__SUPPLIED PASSAGE__.
-- start --
Step 2: Reward Function Implementation

Template Structure:

def reward_function_name(
    prompts,        # List[List[Dict]]: Original prompts
    completions,    # List[List[Dict]]: Model generations
    answer=None,    # Optional: Ground truth from dataset
    **kwargs        # Additional dataset columns
) -> list[float]:
    """
    Evaluate completions and return rewards.

    Returns: List of floats (one per completion)
    """
    # Extract completion text
    responses = [comp[0]['content'] for comp in completions]

    # Compute rewards
    rewards = []
    for response in responses:
        score = compute_score(response)
        rewards.append(score)

    return rewards

Example 1: Correctness Reward (Math/Coding)

def correctness_reward(prompts, completions, answer, **kwargs):
    """Reward correct answers with high score."""
    responses = [comp[0]['content'] for comp in completions]
    extracted = [extract_final_answer(r) for r in responses]
    return [2.0 if ans == gt else 0.0
            for ans, gt in zip(extracted, answer)]

Example 2: Format Reward (Structured Output)

import re

def format_reward(completions, **kwargs):
    """Reward XML-like structured format."""
-- end --
__SUPPLIED MATERIAL__.
-- start --
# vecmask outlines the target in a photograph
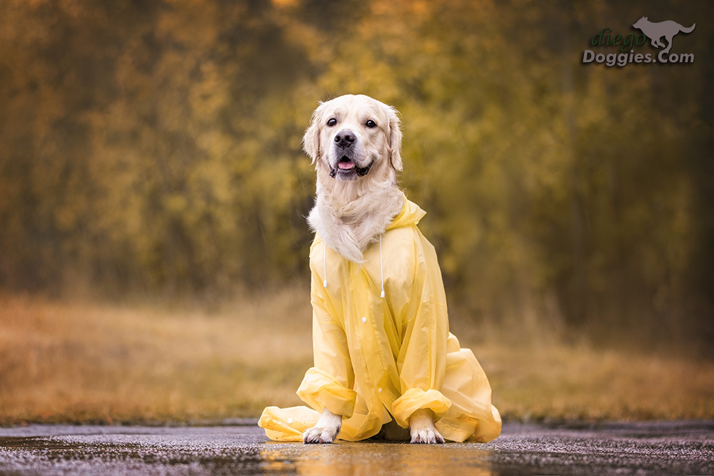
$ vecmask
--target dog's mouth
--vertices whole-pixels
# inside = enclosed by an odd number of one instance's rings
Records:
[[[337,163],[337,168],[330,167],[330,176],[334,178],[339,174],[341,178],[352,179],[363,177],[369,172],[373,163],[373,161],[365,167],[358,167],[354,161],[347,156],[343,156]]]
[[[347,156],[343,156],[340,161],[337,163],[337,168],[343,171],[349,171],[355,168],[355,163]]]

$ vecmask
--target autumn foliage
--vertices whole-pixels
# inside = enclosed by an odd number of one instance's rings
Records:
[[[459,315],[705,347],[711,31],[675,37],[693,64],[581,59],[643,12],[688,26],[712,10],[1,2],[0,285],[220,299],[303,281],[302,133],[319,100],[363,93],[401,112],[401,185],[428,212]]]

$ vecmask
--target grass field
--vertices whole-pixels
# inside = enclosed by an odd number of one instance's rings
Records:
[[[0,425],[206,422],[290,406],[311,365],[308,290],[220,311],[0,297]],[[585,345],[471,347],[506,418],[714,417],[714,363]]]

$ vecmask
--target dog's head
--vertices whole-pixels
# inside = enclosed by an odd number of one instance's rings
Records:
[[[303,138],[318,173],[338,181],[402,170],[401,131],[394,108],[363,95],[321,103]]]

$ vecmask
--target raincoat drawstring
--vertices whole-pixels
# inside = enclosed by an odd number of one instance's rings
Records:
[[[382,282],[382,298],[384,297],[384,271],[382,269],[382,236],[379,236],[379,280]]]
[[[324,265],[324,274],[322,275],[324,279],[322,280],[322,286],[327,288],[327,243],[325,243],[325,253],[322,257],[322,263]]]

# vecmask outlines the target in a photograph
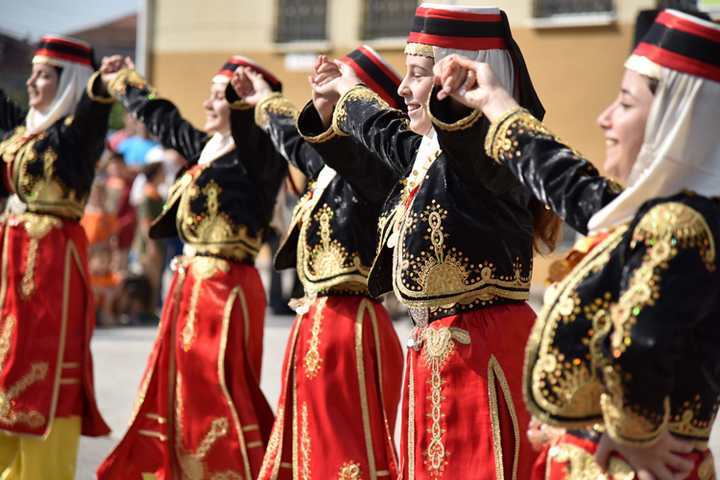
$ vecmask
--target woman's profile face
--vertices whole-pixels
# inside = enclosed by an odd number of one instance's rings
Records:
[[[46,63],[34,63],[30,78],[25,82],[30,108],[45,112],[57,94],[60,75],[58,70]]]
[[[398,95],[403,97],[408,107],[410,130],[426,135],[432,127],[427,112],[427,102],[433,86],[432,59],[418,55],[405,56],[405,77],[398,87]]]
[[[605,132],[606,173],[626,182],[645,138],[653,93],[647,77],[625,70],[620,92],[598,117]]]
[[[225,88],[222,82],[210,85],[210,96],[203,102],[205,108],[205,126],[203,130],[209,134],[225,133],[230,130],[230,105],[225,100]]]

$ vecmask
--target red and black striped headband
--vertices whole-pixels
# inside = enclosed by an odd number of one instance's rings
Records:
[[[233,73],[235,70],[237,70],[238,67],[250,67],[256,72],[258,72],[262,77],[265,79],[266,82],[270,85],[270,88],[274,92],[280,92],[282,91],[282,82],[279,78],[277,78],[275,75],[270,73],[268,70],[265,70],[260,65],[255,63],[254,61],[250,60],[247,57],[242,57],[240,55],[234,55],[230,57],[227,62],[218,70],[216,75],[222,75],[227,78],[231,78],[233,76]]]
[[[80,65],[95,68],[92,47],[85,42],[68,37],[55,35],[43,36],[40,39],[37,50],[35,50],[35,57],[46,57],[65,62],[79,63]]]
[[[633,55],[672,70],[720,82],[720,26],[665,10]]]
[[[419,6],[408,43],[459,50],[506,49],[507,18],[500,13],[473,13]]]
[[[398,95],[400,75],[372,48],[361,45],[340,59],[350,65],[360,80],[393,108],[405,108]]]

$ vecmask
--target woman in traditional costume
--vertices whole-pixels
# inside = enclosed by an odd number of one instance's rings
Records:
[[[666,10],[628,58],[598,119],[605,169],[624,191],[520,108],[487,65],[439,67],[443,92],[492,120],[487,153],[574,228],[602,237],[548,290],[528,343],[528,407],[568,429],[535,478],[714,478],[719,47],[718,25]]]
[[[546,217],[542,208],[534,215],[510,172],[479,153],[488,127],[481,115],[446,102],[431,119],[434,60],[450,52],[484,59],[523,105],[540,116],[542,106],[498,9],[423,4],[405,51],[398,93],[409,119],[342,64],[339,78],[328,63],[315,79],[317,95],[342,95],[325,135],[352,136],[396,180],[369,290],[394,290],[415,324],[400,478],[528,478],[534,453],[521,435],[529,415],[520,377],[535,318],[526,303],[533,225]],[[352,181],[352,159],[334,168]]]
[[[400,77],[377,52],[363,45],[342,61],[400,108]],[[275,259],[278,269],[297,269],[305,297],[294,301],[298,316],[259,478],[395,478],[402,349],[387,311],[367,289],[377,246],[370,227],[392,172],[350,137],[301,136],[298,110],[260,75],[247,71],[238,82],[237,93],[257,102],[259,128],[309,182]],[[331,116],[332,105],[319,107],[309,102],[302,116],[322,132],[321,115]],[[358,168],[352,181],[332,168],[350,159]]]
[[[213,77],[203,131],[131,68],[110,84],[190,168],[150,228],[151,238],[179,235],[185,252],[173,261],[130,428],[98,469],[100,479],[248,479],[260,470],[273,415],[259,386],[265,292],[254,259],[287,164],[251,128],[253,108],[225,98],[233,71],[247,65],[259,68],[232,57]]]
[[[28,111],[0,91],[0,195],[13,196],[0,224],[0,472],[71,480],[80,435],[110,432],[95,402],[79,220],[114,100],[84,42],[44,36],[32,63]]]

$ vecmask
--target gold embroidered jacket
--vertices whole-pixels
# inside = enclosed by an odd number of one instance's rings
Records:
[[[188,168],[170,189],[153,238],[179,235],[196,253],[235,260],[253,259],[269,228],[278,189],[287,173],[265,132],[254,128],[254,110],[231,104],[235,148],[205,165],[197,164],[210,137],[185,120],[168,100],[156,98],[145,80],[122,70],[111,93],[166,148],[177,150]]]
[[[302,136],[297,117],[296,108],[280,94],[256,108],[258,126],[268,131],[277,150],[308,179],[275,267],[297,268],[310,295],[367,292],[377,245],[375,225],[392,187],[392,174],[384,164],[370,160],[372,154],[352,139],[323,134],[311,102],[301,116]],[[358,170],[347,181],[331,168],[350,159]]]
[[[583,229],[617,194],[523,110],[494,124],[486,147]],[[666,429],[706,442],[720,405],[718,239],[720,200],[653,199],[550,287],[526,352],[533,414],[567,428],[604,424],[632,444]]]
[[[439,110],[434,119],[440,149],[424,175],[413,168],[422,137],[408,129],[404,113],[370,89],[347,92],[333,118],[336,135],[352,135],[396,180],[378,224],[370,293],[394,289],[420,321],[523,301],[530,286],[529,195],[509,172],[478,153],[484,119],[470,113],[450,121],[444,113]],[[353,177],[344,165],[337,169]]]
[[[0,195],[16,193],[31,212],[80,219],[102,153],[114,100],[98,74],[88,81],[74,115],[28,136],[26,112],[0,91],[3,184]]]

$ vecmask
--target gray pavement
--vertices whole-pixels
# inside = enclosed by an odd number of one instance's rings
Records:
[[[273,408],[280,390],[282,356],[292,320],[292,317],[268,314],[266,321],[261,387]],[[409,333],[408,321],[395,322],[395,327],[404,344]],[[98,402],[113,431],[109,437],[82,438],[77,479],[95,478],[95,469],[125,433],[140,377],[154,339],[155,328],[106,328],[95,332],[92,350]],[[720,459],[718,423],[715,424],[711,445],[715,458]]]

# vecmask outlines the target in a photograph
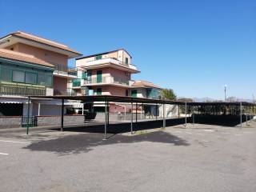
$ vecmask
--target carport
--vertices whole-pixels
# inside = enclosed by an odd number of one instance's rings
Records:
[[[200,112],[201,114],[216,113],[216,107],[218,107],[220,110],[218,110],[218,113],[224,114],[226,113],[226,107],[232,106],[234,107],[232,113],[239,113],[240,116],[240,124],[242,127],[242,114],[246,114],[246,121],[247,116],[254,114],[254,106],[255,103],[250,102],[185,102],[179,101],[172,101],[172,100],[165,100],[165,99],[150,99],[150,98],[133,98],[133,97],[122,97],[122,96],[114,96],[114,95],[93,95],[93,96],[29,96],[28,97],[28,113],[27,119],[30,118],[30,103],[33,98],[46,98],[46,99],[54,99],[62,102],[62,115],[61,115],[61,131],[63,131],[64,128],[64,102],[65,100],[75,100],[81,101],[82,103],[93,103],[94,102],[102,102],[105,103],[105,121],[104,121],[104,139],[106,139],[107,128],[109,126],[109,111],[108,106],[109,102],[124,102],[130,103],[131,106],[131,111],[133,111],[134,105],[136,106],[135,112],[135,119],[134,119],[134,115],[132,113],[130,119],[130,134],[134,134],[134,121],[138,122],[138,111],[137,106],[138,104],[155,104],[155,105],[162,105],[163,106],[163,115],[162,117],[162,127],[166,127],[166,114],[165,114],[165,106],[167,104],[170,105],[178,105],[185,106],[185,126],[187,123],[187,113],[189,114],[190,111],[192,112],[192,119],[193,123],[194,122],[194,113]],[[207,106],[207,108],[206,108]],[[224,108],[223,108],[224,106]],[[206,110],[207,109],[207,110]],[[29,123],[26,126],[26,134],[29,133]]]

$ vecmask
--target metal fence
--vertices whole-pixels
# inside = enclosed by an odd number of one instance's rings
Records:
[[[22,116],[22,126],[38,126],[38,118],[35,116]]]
-- end --
__YOUR GOAL__. In the reward function text, what score does correctness_reward give when the extracted answer matches the ground truth?

__RESULT BELOW__. 2.0